(Task brief):
Write out every entry exactly as it appears.

# START OF Records to use

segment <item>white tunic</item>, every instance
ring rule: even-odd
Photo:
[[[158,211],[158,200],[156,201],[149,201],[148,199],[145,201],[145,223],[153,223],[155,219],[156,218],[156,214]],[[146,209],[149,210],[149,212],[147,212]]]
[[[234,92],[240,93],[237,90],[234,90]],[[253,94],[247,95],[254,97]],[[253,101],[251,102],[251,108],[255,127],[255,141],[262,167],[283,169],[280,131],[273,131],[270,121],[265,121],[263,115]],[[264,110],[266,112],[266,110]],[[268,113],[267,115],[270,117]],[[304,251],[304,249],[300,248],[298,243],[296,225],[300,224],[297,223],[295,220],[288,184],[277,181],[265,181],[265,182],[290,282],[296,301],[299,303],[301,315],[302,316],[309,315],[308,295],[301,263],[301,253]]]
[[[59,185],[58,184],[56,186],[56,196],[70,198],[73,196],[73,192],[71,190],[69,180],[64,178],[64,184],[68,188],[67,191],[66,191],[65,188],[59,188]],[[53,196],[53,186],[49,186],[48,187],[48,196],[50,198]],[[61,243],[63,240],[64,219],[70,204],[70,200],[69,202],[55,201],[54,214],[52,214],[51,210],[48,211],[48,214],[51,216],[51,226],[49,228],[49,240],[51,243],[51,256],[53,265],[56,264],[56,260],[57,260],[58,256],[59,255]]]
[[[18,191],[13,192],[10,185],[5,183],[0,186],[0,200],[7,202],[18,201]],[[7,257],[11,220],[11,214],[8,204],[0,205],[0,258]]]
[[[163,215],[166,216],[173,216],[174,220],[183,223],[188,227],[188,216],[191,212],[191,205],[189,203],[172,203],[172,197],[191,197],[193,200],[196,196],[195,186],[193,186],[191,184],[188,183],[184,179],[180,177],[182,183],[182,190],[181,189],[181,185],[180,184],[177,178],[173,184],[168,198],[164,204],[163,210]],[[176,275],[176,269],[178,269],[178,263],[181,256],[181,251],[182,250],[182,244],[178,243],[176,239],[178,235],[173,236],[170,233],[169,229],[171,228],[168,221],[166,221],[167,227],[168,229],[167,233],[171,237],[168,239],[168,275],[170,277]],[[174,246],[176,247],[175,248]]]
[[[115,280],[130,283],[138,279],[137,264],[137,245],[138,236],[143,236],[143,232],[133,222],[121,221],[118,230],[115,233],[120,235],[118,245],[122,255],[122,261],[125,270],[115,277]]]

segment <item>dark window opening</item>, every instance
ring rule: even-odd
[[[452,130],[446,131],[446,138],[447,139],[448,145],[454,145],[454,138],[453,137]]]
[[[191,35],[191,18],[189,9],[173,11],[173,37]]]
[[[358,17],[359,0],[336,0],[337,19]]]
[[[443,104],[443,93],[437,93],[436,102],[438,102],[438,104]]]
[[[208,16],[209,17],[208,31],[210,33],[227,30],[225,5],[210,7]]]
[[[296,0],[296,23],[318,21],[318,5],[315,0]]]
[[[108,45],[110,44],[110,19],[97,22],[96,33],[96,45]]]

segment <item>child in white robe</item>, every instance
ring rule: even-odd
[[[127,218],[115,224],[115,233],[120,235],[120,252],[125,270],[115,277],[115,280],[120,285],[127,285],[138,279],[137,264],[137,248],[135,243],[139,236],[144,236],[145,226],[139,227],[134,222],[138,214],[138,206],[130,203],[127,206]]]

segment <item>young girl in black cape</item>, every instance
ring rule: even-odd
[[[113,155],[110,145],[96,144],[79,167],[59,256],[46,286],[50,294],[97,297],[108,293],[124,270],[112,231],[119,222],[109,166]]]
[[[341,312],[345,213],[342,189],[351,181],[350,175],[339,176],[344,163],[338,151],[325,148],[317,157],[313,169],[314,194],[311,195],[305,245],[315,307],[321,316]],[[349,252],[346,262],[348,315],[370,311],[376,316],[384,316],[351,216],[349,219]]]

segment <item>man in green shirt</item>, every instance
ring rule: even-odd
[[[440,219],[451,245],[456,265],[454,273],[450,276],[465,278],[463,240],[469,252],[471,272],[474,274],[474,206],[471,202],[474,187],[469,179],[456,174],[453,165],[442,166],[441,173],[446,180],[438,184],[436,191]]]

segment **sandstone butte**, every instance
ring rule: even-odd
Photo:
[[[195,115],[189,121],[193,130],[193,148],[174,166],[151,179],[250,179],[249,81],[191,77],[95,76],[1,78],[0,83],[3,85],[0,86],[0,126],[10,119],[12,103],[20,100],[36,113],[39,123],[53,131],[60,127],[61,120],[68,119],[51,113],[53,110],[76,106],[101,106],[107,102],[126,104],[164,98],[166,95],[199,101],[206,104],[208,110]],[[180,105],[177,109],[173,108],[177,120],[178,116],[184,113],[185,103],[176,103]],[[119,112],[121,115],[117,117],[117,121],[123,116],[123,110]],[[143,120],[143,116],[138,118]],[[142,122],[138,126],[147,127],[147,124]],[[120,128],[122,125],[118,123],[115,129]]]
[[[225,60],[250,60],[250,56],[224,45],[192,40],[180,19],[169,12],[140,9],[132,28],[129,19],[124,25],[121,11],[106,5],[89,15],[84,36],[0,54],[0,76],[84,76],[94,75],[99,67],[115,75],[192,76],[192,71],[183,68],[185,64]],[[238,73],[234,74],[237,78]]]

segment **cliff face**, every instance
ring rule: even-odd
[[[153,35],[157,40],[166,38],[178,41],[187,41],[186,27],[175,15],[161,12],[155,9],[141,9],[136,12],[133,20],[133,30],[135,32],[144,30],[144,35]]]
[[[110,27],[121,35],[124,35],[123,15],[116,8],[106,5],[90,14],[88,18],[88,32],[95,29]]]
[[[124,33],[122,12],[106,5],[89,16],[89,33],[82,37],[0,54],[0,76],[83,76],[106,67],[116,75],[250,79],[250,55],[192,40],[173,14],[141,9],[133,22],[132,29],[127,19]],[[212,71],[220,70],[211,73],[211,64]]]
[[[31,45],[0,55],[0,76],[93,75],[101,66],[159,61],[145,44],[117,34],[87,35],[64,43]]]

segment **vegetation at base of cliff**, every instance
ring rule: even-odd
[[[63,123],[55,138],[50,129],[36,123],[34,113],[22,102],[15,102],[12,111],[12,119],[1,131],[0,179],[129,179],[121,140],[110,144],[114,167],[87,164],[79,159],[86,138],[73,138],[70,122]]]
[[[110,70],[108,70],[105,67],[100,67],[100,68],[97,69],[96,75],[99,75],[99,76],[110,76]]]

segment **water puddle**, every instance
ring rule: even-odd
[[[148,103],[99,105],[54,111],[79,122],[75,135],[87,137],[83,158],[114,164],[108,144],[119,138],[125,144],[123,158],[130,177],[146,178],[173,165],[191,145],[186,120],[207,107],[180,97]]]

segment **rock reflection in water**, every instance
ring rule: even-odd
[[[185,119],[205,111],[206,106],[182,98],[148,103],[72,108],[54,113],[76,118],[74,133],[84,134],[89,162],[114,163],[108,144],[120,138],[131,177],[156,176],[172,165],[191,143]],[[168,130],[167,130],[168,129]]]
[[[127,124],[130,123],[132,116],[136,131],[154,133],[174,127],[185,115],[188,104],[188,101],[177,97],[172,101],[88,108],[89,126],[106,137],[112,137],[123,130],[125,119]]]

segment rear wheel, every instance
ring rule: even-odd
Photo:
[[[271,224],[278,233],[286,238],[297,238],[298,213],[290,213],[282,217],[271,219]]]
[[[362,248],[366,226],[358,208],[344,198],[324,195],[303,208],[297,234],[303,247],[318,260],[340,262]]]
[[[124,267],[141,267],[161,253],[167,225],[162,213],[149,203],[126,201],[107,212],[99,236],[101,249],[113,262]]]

# END OF Records to use

(Response to this task):
segment <item>white tunic</item>, every instance
ring rule: even-odd
Photo:
[[[158,211],[158,200],[156,201],[149,201],[148,199],[145,201],[145,223],[153,223],[155,219],[156,218],[156,214]],[[146,209],[149,210],[149,212],[147,212]]]
[[[234,92],[240,93],[237,90],[234,90]],[[253,94],[247,95],[254,97]],[[253,101],[251,102],[251,108],[255,127],[255,141],[262,167],[283,169],[280,131],[273,131],[270,121],[265,121],[263,115]],[[264,110],[266,112],[266,110]],[[268,113],[267,115],[270,117]],[[304,251],[304,249],[300,248],[298,243],[296,225],[300,224],[297,223],[295,220],[288,184],[277,181],[265,181],[265,182],[290,282],[296,301],[299,303],[301,315],[302,316],[309,315],[308,295],[301,263],[301,253]]]
[[[59,185],[58,184],[56,186],[56,196],[70,198],[73,196],[73,192],[71,190],[69,180],[64,178],[64,184],[68,188],[67,191],[66,191],[65,188],[59,188]],[[53,196],[53,186],[49,186],[48,187],[48,196],[50,198]],[[61,243],[63,240],[64,219],[70,204],[70,200],[69,202],[55,201],[54,214],[52,214],[51,210],[48,211],[48,214],[51,216],[51,226],[49,228],[49,240],[51,243],[51,256],[53,265],[56,264],[56,260],[57,260],[58,256],[59,255]]]
[[[18,191],[13,192],[10,185],[5,183],[0,186],[0,200],[7,202],[18,201]],[[7,257],[11,220],[11,214],[8,204],[0,205],[0,258]]]
[[[163,215],[166,216],[173,216],[174,220],[183,223],[188,227],[188,216],[191,212],[191,205],[189,203],[172,203],[172,197],[191,197],[193,200],[196,196],[195,186],[193,186],[191,184],[188,183],[184,179],[180,177],[182,183],[182,190],[181,189],[181,185],[180,184],[177,178],[173,184],[168,198],[164,204],[163,210]],[[176,275],[176,269],[178,269],[178,263],[181,256],[181,251],[182,250],[182,244],[178,243],[176,239],[178,235],[173,236],[170,233],[169,229],[171,228],[168,221],[166,221],[167,227],[168,229],[167,233],[171,237],[168,239],[168,275],[170,277]],[[174,246],[176,247],[175,248]]]
[[[115,280],[130,283],[138,279],[137,264],[137,245],[138,236],[143,236],[143,232],[133,222],[121,221],[118,230],[115,233],[120,235],[118,245],[122,255],[122,261],[125,270],[115,277]]]

segment <item>dark window opening</item>, every instance
ring rule: even-odd
[[[452,130],[446,131],[446,138],[447,139],[448,145],[454,145],[454,138],[453,137]]]
[[[191,35],[191,18],[189,9],[173,11],[173,37]]]
[[[358,17],[359,0],[336,0],[337,19]]]
[[[443,104],[443,93],[437,93],[436,102],[438,102],[438,104]]]
[[[208,16],[209,17],[208,31],[210,33],[227,30],[225,5],[210,7]]]
[[[296,0],[296,23],[318,21],[318,5],[315,0]]]
[[[108,45],[110,44],[110,19],[97,22],[96,33],[96,45]]]

segment <item>child in white robe</item>, every instance
ring rule: even-odd
[[[127,218],[115,224],[115,233],[120,235],[120,252],[125,270],[115,277],[115,280],[120,285],[127,285],[138,279],[137,264],[137,248],[135,243],[139,236],[144,236],[145,226],[139,227],[134,222],[138,214],[138,206],[130,203],[127,206]]]

segment <item>young girl in black cape</item>, every instance
ring rule: even-odd
[[[113,155],[110,145],[96,144],[79,167],[59,256],[46,286],[50,294],[97,297],[108,293],[124,270],[112,231],[119,222],[109,166]]]
[[[341,312],[345,213],[342,189],[351,181],[350,175],[339,176],[344,163],[338,151],[325,148],[317,157],[313,169],[314,194],[311,195],[305,245],[315,307],[321,316]],[[349,252],[346,262],[348,315],[370,311],[376,316],[384,316],[351,216],[349,219]]]

segment <item>man in green shirt</item>, every instance
ring rule: even-odd
[[[440,219],[451,245],[456,265],[454,273],[450,276],[465,278],[463,240],[469,252],[471,272],[474,274],[474,206],[471,202],[474,187],[469,179],[456,174],[453,165],[442,166],[441,173],[446,180],[438,184],[436,191]]]

segment **sandstone butte**, every instance
ring rule: even-odd
Photo:
[[[195,115],[189,121],[193,130],[193,148],[174,166],[151,179],[250,179],[249,81],[191,77],[95,76],[1,78],[0,83],[3,85],[0,86],[0,126],[10,119],[12,103],[20,100],[36,113],[39,123],[53,131],[60,127],[61,120],[68,119],[51,113],[53,110],[76,106],[101,106],[107,102],[126,104],[164,98],[166,95],[199,101],[206,104],[208,110]],[[180,105],[177,109],[173,108],[177,120],[178,116],[184,113],[185,103],[176,103]],[[119,112],[121,115],[117,117],[117,121],[123,116],[123,110]],[[143,120],[143,116],[138,118]],[[142,122],[138,126],[147,127],[147,124]],[[120,128],[122,125],[118,123],[115,129]]]
[[[225,60],[250,60],[250,56],[224,45],[192,40],[180,19],[169,12],[140,9],[132,28],[129,19],[124,25],[121,11],[106,5],[89,15],[84,36],[0,54],[0,76],[84,76],[94,75],[99,67],[115,75],[192,76],[192,71],[183,68],[185,64]],[[238,73],[234,74],[237,78]]]

segment **cliff face**, every instance
ring rule: even-odd
[[[153,35],[157,40],[166,38],[178,41],[187,41],[186,27],[175,15],[161,12],[155,9],[141,9],[136,12],[133,20],[133,30],[135,32],[144,30],[144,35]]]
[[[110,27],[121,35],[124,35],[123,15],[116,8],[106,5],[90,14],[88,18],[88,32],[95,29]]]
[[[124,33],[122,12],[106,5],[89,16],[89,33],[82,37],[0,54],[0,76],[83,76],[106,67],[116,75],[250,79],[250,55],[192,40],[173,14],[141,9],[133,22],[132,29],[127,19]],[[212,71],[220,70],[211,73],[211,64]]]
[[[31,45],[0,55],[0,76],[93,75],[101,66],[159,61],[145,44],[117,34],[87,35],[64,43]]]

segment **vegetation at base of cliff**, every instance
ring rule: even-odd
[[[63,123],[55,138],[50,129],[36,123],[34,113],[22,102],[15,102],[12,111],[12,119],[1,131],[0,179],[129,179],[121,140],[110,144],[114,167],[87,164],[79,159],[86,138],[73,138],[70,122]]]
[[[110,70],[108,70],[105,67],[100,67],[100,68],[97,69],[96,75],[99,75],[99,76],[110,76]]]

segment **water puddle**, every instance
ring rule: even-odd
[[[148,103],[99,105],[54,111],[79,122],[75,135],[87,137],[83,158],[114,164],[108,144],[119,138],[125,144],[123,158],[130,177],[146,178],[173,165],[191,145],[186,120],[207,107],[180,97]]]

segment **rock reflection in water**, every instance
ring rule: even-odd
[[[185,119],[205,111],[206,106],[182,98],[148,103],[72,108],[54,113],[76,118],[74,133],[84,134],[89,162],[114,163],[108,144],[120,138],[131,177],[156,176],[172,165],[191,143]],[[168,130],[167,130],[168,129]]]
[[[127,124],[130,123],[132,116],[136,131],[154,133],[174,127],[185,115],[188,104],[188,101],[177,97],[172,101],[88,108],[89,126],[106,137],[112,137],[123,130],[125,119]]]

segment rear wheel, every instance
ring rule: even-odd
Photo:
[[[271,224],[278,233],[286,238],[297,238],[298,213],[290,213],[282,217],[271,219]]]
[[[362,248],[366,226],[358,208],[344,198],[324,195],[303,208],[297,234],[303,247],[318,260],[340,262]]]
[[[124,267],[141,267],[161,253],[167,225],[162,213],[149,203],[126,201],[107,212],[99,236],[101,249],[113,262]]]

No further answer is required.